#### Document section:
* start *

6. Ensuring the appropriate performance of operations by the ASICS Group
The directors, auditors and heads of each department for each Group company are assigned from the Company’s Executive Officers or heads of departments. This is done so that the Group companies operate in an appropriate manner and so that the group can exert its strength collectively and that such strength is controlled. Group companies may make decisions on important matters at their respective Board meeting. However, regarding the important matters for the entire Group at a global level and each company’s management plan and, the Group companies are required to report to the Company, and obtain the Company’s approval. In addition, the representative of each Group company has the authority and responsibility to operate that business efficiently in accordance with the Limits of Authority provided by each company in compliance with the Company’s standards, but each Group company president must report to the Company itself and obtain its approval on individual important issues whose reporting is required by the Company.
The Internal Audit Department conducts internal audits on the status of control over the general operations of the Group, and reports its audit results directly to President, the Directors, Executive Officers, and the Audit & Supervisory Committee or the Selected Audit & Supervisory Committee Members.
Furthermore, in order to ensure the appropriateness of financial reporting, the Company has developed and maintains an internal control system for the Group’s financial reporting, carries out regular and continuous assessments of this system’s operations, and has established mechanisms for the maintenance and improvement of the system.

* end *

[Collection entries]
* start *

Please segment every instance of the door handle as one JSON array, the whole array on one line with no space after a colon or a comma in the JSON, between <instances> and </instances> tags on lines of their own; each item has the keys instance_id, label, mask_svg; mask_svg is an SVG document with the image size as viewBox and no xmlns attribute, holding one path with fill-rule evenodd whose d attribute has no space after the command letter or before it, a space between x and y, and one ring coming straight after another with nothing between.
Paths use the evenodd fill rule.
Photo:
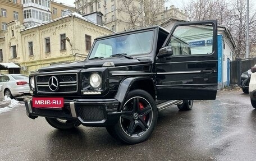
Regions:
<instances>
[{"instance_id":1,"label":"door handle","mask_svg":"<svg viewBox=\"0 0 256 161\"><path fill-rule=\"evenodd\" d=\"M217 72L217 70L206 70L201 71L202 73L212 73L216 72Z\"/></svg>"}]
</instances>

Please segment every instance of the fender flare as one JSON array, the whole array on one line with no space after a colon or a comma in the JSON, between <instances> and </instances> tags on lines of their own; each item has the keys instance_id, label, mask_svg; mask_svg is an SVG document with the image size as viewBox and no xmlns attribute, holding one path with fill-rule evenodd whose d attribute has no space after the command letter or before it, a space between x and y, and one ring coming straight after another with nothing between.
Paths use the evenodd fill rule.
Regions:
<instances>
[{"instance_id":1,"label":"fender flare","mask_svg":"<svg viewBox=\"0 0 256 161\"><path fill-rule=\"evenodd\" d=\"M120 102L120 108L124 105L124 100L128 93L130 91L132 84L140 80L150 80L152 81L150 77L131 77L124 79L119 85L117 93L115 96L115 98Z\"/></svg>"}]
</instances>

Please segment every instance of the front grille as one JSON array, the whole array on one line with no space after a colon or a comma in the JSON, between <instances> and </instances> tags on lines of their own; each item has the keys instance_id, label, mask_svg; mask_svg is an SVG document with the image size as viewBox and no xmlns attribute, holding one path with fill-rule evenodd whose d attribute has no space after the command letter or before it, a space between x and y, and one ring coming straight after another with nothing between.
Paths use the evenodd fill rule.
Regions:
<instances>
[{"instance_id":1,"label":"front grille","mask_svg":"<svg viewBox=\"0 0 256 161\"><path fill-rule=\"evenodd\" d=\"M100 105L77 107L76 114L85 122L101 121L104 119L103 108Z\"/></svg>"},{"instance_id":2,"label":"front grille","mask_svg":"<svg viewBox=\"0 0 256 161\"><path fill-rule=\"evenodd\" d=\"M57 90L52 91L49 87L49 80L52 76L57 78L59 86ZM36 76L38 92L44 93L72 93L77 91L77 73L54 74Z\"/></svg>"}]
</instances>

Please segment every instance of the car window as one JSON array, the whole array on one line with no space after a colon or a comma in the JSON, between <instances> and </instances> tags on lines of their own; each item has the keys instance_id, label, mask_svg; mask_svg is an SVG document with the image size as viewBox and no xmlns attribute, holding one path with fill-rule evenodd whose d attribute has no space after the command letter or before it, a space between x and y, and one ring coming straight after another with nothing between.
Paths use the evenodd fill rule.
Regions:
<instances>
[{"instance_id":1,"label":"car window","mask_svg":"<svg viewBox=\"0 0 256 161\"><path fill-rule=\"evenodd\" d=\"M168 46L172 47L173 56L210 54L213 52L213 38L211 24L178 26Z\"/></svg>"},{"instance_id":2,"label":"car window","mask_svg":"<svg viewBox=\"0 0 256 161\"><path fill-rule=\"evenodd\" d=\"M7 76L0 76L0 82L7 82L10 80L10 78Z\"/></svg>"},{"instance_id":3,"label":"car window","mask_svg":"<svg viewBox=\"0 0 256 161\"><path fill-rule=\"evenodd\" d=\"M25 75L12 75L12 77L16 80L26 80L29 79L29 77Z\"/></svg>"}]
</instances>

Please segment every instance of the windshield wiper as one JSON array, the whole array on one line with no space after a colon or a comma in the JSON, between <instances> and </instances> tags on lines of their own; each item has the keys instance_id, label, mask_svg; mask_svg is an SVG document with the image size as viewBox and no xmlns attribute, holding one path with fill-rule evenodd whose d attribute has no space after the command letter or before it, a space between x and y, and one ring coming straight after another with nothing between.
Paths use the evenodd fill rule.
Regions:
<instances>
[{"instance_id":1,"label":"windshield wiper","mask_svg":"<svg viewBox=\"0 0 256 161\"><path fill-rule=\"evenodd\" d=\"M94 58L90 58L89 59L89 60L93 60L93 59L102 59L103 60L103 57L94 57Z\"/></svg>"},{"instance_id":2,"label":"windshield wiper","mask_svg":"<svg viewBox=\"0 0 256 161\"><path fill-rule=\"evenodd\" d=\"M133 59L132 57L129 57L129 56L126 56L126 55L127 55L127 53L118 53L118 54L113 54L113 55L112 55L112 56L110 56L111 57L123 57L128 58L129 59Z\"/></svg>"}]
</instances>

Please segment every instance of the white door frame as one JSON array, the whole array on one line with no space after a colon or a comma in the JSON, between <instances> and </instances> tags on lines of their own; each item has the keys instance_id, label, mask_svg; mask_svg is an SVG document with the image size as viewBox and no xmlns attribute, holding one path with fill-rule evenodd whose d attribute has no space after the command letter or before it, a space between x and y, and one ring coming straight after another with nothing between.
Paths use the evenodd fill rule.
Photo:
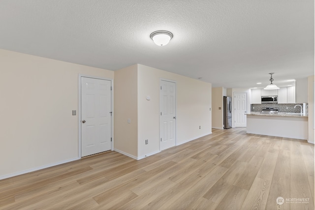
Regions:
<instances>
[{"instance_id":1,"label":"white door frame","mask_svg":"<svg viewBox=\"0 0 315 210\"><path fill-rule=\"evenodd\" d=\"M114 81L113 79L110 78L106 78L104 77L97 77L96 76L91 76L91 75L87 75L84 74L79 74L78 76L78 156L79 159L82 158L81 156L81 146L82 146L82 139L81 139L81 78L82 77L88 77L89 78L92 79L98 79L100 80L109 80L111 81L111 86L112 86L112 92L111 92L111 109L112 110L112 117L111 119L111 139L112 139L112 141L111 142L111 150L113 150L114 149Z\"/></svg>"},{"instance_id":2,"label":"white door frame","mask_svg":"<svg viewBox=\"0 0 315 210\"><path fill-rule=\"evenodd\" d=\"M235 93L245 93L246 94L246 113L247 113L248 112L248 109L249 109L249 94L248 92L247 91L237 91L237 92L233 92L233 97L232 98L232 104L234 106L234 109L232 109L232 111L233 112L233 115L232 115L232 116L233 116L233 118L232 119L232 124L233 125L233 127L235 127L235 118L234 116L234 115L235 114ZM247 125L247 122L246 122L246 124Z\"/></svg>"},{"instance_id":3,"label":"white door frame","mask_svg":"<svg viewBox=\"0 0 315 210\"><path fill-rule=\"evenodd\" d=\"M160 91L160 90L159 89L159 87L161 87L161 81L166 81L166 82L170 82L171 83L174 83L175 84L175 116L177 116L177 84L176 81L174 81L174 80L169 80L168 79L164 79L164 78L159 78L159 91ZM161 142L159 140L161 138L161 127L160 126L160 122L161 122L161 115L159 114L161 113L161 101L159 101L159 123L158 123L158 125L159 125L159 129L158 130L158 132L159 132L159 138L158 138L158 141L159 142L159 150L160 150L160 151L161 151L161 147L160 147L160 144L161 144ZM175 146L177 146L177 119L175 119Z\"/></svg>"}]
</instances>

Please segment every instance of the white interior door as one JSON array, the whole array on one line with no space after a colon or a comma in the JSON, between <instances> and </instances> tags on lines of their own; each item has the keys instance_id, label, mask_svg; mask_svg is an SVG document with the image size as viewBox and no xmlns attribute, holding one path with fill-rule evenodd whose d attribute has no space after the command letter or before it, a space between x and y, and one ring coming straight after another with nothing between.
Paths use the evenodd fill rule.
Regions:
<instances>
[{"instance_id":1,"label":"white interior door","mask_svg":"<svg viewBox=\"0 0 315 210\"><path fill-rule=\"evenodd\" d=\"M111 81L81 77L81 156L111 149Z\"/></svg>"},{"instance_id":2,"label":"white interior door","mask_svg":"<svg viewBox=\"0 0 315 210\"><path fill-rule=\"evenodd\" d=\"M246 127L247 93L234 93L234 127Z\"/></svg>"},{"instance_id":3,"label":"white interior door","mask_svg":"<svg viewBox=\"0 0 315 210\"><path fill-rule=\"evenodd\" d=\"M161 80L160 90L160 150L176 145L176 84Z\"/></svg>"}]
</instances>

* end *

#### Given request A:
Answer these about the ASICS Group section, one line each:
(i) From whom are the directors, auditors and department heads of each Group company assigned?
(ii) Which department conducts internal audits on the status of control over the Group's general operations?
(iii) What has the Company developed and maintained to ensure the appropriateness of financial reporting?
#### Given request B:
Reproduce word for word the part of the ASICS Group section starting at "Furthermore, in order" and ending at "of the system.".
#### Given request C:
According to the ASICS Group section, to whom does the Internal Audit Department report its audit results directly? List every one.
The collection entries are material kept apart from the ASICS Group section.

#### Finished answer A:
(i) From the Company's Executive Officers or heads of departments.
(ii) The Internal Audit Department.
(iii) An internal control system for the Group's financial reporting.

#### Finished answer B:
Furthermore, in order to ensure the appropriateness of financial reporting, the Company has developed and maintains an internal control system for the Group’s financial reporting, carries out regular and continuous assessments of this system’s operations, and has established mechanisms for the maintenance and improvement of the system.

#### Finished answer C:
President
the Directors
Executive Officers
the Audit & Supervisory Committee
the Selected Audit & Supervisory Committee Members